● Your assignment
Find every line in the records below that holds the word "green" and copy it.

----- Data -----

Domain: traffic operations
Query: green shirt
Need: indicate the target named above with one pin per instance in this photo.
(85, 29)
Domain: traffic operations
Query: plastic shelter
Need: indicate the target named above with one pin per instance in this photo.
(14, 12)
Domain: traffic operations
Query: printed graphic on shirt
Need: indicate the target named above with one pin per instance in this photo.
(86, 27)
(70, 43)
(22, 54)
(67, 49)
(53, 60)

-----
----- Data -----

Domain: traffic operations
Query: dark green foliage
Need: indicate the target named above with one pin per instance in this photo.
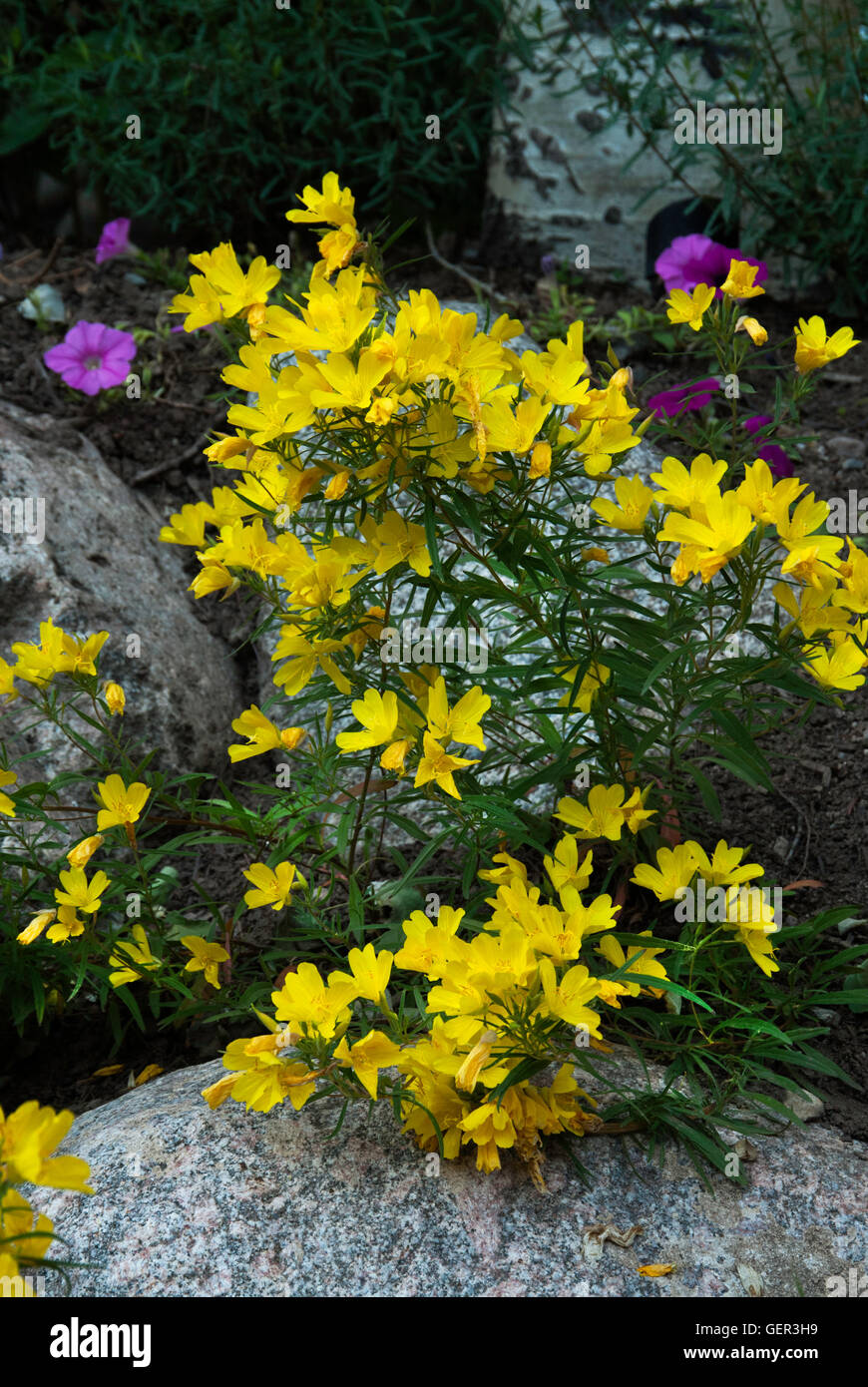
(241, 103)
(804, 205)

-----

● Reply
Query: green shirt
Query: dark green foliage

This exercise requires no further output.